>>>

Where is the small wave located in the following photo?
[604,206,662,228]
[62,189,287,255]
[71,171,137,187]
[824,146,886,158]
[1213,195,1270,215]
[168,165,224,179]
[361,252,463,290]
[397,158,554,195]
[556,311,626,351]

<<<

- Exercise requirements -
Please write all these records out again, requests included, with every bounding-box coordinate in the answers multiplied by 2 and rounded to a whole number, halves rounded up.

- Answer for this exercise -
Where is the small wave located in the following photo?
[1208,412,1324,456]
[124,378,574,510]
[142,342,274,374]
[1648,292,1772,316]
[2426,390,2540,430]
[336,330,448,358]
[722,504,926,580]
[794,316,1108,390]
[1112,622,1252,702]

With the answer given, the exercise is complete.